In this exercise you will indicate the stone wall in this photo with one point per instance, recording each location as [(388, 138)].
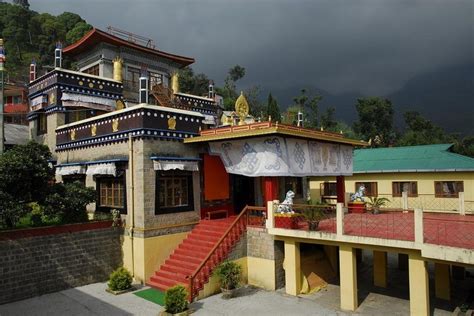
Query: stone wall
[(43, 260), (260, 244)]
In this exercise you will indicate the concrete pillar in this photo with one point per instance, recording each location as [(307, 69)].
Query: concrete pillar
[(292, 266), (348, 277), (419, 285), (402, 261), (340, 188), (339, 219), (380, 268), (442, 281), (459, 273)]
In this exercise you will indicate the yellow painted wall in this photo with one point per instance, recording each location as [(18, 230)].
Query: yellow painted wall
[(149, 253), (158, 249), (425, 182), (261, 273)]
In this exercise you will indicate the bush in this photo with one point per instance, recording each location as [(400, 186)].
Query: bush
[(120, 280), (176, 299), (229, 274), (68, 202)]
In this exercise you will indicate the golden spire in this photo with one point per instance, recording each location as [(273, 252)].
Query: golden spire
[(118, 68), (242, 108)]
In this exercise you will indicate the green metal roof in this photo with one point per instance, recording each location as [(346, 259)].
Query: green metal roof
[(423, 158)]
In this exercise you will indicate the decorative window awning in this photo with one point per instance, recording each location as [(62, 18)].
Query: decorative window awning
[(102, 169), (70, 170), (175, 163), (166, 165), (283, 156), (88, 101)]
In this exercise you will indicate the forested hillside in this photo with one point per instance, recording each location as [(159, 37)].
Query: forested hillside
[(30, 35)]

**REQUIRED WORK:** Can you rewrite every line of the entries above as a Markdown table with the columns No. and Text, numbering each row, skipping blank lines, and leaving the pictures out?

**RESULT OF THIS TASK:**
| No. | Text |
|---|---|
| 1 | In this exercise you will indicate the stone wall in this photo with one point per instance, recording each location as [(388, 138)]. |
| 2 | Query: stone wall |
| 3 | [(43, 260), (260, 244)] |
| 4 | In this exercise you will indicate the concrete pillar in this photo with one point per instance, recording each location as [(307, 69)]. |
| 5 | Query: concrete pillar |
| 6 | [(292, 266), (348, 277), (419, 285), (402, 261), (340, 188), (339, 219), (380, 268), (442, 281), (459, 273)] |
| 7 | In this exercise you will indicate the yellow painted wall in this photo with one point per instance, recording each location as [(18, 230)]. |
| 8 | Query: yellow painted wall |
| 9 | [(149, 253), (158, 249), (425, 182), (261, 273)] |
| 10 | In this exercise you will indicate the bush in this photo with one point per instance, recording each location as [(400, 186)]. |
| 11 | Query: bush |
| 12 | [(120, 280), (176, 299), (229, 274), (68, 202)] |
| 13 | In this exercise you will indicate the golden spire in this photo with one point per instance, recording each location as [(273, 252)]. |
| 14 | Query: golden spire |
| 15 | [(118, 68), (242, 108)] |
| 16 | In this exercise you will indicate the green metal roof in this photo with one point per instance, recording each location as [(346, 259)]. |
| 17 | Query: green metal roof |
| 18 | [(423, 158)] |
| 19 | In this exercise you will indicate the decorative window awning in this photo with one point per instance, recording each location as [(62, 18)]. |
| 20 | Query: decorative window awning |
| 21 | [(102, 169), (70, 170), (175, 163), (166, 165), (283, 156), (88, 101)] |
| 22 | In this exercise you will indicate the forested hillside in this photo with one point per instance, recording each location as [(159, 37)]. |
| 23 | Query: forested hillside |
| 24 | [(30, 35)] |